WORK INSTRUCTIONS: Could you pull out, word for word, only the lines of the records below that run from the one holding "any warthog snout." through the one holding "115 288 386 333", both ends included?

#### SUPPLIED ENTRIES ####

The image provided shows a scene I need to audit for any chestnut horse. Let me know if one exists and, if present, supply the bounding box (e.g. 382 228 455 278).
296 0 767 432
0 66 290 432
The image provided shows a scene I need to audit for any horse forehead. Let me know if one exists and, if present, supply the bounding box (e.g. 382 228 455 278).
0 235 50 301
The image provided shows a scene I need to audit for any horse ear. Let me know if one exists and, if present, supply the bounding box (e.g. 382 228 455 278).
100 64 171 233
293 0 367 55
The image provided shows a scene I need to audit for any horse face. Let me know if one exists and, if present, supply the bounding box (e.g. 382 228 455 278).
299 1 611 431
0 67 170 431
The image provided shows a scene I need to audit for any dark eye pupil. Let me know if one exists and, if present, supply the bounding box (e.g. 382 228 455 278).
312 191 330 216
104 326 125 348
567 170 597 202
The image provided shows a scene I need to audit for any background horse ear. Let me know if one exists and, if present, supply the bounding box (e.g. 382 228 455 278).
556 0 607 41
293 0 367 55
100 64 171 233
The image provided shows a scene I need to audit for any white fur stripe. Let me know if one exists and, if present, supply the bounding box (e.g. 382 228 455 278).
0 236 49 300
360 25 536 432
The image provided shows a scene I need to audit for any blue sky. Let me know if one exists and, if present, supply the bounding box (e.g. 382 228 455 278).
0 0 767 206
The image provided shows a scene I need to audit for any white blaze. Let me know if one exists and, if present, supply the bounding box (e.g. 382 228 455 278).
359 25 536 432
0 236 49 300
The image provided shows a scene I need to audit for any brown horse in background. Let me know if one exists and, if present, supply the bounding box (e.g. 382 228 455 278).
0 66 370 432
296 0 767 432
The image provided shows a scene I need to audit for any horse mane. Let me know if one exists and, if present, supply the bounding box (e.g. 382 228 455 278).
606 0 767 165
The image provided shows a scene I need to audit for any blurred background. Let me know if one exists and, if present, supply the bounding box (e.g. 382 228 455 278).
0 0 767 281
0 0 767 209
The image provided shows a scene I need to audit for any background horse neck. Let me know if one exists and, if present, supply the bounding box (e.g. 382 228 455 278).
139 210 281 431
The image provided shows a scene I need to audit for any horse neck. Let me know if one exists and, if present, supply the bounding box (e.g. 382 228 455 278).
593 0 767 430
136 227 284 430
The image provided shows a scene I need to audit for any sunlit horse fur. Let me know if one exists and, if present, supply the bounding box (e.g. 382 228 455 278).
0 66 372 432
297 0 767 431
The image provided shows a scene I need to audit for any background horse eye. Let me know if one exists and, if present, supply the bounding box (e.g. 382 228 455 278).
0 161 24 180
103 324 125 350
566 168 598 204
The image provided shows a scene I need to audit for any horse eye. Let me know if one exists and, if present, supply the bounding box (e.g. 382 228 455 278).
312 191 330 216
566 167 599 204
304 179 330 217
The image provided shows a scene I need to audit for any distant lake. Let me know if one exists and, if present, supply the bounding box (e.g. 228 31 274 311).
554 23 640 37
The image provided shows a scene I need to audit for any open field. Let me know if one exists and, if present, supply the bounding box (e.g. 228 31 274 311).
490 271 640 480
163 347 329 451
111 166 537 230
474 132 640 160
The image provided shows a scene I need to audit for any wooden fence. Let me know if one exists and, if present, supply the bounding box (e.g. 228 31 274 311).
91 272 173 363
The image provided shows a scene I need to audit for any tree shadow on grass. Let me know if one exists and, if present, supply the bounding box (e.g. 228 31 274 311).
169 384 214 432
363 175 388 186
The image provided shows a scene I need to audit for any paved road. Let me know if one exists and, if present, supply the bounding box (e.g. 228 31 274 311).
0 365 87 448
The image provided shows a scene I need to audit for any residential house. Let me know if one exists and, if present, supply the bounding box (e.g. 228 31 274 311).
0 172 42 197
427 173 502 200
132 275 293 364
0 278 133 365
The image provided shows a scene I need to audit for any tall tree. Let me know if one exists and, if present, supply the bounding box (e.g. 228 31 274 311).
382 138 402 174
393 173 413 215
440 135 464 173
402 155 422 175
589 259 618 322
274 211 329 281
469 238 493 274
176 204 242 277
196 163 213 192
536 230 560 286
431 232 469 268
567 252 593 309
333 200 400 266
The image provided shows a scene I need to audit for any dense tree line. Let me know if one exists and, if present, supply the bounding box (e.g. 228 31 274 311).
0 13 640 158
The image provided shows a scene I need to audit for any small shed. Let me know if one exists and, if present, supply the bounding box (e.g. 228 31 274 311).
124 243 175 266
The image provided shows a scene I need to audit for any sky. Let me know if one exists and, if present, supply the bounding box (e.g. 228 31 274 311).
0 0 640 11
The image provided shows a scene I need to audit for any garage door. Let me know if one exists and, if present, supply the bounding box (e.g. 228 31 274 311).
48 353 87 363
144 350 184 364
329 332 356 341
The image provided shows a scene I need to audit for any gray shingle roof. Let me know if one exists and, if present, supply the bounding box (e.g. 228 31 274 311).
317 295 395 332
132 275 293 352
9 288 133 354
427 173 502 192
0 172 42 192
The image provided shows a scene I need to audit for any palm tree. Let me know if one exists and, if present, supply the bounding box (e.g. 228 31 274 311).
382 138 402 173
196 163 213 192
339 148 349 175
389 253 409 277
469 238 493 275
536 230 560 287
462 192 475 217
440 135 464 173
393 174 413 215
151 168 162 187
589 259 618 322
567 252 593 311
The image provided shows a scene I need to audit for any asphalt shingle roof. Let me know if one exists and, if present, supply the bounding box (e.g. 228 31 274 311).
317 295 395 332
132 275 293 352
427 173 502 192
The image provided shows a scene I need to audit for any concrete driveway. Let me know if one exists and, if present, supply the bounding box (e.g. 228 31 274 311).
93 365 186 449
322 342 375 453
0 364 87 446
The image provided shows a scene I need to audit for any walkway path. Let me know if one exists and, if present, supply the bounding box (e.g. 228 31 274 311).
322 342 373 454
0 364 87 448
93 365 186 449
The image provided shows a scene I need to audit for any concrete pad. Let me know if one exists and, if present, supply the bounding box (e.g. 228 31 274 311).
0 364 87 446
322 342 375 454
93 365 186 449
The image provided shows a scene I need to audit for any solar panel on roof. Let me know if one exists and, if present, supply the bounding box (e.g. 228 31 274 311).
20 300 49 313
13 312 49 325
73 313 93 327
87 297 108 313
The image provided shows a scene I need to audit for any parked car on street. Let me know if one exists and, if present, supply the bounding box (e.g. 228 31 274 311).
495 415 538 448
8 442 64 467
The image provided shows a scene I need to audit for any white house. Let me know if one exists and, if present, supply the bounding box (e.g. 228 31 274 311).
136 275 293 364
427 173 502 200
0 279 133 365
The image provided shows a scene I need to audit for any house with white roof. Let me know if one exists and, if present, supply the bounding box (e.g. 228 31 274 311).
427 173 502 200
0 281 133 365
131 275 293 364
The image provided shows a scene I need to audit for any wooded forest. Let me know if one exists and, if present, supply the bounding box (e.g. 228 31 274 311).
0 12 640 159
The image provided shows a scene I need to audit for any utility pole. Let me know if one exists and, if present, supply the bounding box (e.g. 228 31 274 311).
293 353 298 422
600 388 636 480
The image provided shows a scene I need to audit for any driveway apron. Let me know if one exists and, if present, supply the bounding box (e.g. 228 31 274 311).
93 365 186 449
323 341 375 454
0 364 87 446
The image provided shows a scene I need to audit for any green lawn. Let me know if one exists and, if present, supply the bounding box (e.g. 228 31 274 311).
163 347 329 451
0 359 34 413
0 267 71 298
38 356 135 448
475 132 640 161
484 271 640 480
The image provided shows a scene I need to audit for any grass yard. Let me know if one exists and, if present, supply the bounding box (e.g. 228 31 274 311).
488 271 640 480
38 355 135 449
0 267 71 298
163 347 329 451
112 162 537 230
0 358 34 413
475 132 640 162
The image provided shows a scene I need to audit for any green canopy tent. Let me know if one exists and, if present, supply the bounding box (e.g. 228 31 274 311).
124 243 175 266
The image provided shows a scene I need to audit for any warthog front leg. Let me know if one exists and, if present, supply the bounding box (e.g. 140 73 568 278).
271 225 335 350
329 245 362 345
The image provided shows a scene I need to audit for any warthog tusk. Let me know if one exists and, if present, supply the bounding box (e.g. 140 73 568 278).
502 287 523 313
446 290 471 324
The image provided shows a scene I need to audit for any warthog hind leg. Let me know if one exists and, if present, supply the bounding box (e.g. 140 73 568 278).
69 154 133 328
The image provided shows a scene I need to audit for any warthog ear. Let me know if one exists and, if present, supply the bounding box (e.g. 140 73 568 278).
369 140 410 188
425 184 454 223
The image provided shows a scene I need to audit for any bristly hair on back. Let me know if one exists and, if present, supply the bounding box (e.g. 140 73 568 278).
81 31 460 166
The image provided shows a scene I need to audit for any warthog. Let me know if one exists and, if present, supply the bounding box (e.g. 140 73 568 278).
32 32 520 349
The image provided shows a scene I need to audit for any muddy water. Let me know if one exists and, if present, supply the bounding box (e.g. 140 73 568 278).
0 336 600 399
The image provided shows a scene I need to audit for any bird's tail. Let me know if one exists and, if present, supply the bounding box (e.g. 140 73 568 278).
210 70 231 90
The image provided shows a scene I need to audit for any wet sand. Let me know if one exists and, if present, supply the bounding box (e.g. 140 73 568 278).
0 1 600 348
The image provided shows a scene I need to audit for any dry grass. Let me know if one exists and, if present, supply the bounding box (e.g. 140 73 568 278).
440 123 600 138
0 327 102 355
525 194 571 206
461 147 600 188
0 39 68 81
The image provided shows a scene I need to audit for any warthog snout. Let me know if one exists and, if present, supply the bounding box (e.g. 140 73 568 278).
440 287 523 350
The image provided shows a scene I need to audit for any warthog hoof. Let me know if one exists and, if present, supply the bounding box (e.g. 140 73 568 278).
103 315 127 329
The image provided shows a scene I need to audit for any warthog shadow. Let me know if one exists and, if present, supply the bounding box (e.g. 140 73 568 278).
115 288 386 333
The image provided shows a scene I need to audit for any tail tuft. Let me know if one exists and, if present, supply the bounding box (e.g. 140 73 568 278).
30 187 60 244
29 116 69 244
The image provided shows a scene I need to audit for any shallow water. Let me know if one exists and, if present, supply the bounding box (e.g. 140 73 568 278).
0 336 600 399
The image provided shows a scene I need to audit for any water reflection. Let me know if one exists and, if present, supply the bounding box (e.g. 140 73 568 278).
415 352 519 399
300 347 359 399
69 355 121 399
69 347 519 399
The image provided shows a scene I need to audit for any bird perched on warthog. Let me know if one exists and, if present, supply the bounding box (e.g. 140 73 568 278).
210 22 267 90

####

COMPLETED TASK:
The image provided shows a scene I need to audit for any warthog snout. Let me know if one exists and, if present, supply the bounding box (e.g. 140 73 568 278).
440 287 523 350
The image provided shows a scene I need to audit for any warthog hoof. Let me know if one exists and, if present, supply the bounding box (e.g. 140 73 568 278).
103 315 127 329
The image provided shows a scene I need to audit for any warthog shadow. Let me know if one exists and, if present, supply the bounding box (e.g. 140 73 568 278).
115 288 386 333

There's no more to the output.